**Passage:**
○ ○ ○

That led to the launch of Operation Connectivity, beginning with an initial short-term solution of just giving out hotspots to students. In the search for more permanent solutions, the district has partnered with more than 40 education institutions, businesses and nonprofit partners in co-founding the Internet for All Coalition.
A report compiled earlier this year for the district by CTC Technology & Energy also made several high-level recommendations that were presented to the district’s Board of Trustees this summer. Among those recommendations:
- Use federal and state programs to fill gaps in highest-need neighborhoods.
- Invest in publicly owned fiber-optic infrastructure.
- Extend Dallas ISD’s private cellular network pilot.
- Expand digital equity efforts in training, recycling and tech support for families.
Though Hinojosa admits that some decisions made on the fly early in the pandemic “got me in a little trouble with my school board,” he also contends a crisis demands command decisions.

○ ○ ○

Records from a collection
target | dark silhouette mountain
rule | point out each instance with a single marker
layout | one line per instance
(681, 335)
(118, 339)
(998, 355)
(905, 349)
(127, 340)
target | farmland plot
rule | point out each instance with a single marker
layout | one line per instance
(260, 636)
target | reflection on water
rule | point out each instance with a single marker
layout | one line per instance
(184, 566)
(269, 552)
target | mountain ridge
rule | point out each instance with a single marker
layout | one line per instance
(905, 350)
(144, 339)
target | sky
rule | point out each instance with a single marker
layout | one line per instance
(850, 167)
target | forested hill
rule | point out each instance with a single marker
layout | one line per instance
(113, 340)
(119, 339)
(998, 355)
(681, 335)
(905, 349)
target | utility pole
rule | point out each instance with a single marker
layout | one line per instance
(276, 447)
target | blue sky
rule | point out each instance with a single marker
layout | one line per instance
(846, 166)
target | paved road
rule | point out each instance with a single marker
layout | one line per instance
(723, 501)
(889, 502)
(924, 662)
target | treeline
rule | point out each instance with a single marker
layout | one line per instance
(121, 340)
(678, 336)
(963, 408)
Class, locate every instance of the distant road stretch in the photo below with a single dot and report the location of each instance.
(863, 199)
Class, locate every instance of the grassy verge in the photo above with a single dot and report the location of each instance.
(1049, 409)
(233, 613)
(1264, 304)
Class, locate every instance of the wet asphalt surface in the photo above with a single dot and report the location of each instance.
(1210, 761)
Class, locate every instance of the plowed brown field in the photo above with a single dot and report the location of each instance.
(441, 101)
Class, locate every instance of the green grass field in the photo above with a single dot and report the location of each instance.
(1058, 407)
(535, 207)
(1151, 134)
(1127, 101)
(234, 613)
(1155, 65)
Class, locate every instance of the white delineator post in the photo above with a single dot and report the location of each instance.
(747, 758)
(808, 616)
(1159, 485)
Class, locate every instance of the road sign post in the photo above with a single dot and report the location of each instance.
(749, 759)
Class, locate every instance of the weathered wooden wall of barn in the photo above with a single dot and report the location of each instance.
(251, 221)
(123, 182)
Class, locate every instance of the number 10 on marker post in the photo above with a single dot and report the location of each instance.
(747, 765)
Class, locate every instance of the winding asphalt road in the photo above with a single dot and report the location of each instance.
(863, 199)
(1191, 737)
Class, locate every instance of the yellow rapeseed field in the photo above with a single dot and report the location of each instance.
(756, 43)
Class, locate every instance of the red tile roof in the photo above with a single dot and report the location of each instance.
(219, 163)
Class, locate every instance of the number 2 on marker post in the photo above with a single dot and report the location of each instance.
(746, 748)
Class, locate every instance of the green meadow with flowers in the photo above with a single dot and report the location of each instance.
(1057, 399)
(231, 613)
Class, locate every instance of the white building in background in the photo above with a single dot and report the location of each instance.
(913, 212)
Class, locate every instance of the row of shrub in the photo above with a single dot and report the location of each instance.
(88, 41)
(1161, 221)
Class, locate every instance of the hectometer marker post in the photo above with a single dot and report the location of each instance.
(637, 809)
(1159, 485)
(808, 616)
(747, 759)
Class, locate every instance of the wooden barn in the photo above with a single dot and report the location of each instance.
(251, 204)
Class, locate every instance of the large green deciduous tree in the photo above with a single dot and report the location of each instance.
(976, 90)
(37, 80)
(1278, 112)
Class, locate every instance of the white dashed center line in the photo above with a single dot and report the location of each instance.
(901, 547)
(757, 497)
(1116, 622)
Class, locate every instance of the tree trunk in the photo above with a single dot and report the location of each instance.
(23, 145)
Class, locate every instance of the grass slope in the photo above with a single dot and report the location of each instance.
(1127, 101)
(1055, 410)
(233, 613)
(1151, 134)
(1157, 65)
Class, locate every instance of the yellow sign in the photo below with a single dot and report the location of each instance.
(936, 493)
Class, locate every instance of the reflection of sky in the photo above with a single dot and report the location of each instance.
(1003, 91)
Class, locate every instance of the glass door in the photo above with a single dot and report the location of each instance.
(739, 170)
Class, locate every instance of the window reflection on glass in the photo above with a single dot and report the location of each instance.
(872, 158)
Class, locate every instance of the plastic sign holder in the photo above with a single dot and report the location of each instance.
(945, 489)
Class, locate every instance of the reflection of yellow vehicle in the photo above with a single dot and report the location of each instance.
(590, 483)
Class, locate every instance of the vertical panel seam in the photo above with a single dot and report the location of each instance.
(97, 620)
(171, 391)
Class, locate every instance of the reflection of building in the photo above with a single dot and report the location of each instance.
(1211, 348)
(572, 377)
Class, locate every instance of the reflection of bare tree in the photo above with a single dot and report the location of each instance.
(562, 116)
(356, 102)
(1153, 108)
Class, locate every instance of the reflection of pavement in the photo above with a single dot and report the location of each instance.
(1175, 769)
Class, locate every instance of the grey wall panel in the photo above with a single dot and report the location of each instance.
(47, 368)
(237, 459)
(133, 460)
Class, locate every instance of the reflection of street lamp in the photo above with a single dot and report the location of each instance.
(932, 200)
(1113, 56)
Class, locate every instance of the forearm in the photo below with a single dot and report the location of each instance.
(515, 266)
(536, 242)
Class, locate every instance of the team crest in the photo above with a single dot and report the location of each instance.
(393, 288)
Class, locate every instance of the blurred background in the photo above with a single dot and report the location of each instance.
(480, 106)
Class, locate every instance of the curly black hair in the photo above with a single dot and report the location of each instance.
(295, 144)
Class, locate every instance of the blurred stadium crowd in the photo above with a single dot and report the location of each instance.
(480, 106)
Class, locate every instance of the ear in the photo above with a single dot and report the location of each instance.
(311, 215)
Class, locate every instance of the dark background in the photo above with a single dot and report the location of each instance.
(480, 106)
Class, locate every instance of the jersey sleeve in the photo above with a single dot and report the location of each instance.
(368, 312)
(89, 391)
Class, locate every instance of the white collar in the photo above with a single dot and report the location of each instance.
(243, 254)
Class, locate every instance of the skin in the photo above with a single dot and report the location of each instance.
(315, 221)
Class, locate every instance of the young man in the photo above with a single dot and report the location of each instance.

○ ○ ○

**Tasks to complete:**
1 – Answer these questions from the Operation Connectivity passage.
(a) What was the initial short-term solution of Operation Connectivity?
(b) Who compiled the report for the district earlier this year?
(c) To whom were the report's recommendations presented this summer?
2 – Please translate this sentence from the Operation Connectivity passage into Spanish: "A report compiled earlier this year for the district by CTC Technology & Energy also made several high-level recommendations that were presented to the district's Board of Trustees this summer."

**Results in order:**
1 –
(a) Giving out hotspots to students.
(b) CTC Technology & Energy.
(c) The district's Board of Trustees.

2 – Un informe elaborado a principios de este año para el distrito por CTC Technology & Energy también formuló varias recomendaciones de alto nivel que se presentaron a la Junta de Síndicos del distrito este verano.